PROBLEM TO WORK ON -> Copy the rows from the first line through the line that contains "[319,321,362,360]", requests included. Increase every box coordinate in the answers by 28.
*** DATASET EXCERPTS
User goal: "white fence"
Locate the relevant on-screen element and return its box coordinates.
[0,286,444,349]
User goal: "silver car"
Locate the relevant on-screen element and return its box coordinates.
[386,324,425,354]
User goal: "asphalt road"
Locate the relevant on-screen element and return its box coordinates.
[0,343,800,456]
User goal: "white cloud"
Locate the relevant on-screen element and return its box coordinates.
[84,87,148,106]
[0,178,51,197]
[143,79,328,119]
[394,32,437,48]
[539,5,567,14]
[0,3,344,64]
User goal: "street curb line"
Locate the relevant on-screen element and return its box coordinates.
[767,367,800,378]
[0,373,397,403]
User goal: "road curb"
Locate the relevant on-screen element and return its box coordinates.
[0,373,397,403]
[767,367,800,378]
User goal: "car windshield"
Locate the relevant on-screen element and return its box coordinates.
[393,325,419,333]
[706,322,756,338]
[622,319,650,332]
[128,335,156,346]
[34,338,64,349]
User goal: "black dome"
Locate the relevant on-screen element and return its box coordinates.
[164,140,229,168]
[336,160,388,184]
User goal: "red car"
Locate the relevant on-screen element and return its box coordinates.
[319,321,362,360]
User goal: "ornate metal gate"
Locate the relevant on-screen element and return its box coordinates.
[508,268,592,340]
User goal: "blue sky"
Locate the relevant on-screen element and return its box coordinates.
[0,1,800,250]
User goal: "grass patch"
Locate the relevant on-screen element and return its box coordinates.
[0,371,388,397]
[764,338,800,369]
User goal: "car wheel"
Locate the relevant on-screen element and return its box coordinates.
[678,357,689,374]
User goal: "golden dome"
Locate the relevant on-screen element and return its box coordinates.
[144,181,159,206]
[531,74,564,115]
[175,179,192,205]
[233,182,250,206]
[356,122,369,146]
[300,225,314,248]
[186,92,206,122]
******
EXERCISE ANSWER ->
User goal: "white fence"
Locate the relevant on-screen element and return its box coordinates.
[28,314,472,377]
User goal: "silver car"
Locate the relevant on-screen element and return its box coordinates.
[414,352,453,382]
User goal: "asphalt road"
Locate the relevant on-screen element and return its box coordinates.
[28,371,828,484]
User goal: "white cloud"
Locate the relevant on-screen element and return its box coordinates.
[112,115,176,134]
[28,206,79,225]
[171,107,356,147]
[422,60,465,76]
[567,33,595,42]
[28,31,372,92]
User goal: "street curb line"
Locate the relevant on-screen element and return its box coordinates.
[795,395,828,406]
[28,401,425,431]
User goal: "road curb"
Locate the relevant on-screen element and return its box coordinates.
[28,401,425,431]
[795,395,828,406]
User goal: "car windshield"
Locate the relevant on-screen element and return its box coordinates.
[421,353,447,361]
[734,350,784,366]
[650,347,678,360]
[156,363,184,374]
[62,366,92,377]
User goal: "black dome"
Locate the relevant on-screen element and return its box coordinates.
[192,168,257,196]
[364,188,416,212]
User goal: "red car"
Locate the relevant on-screen element and return its box coordinates.
[347,349,390,388]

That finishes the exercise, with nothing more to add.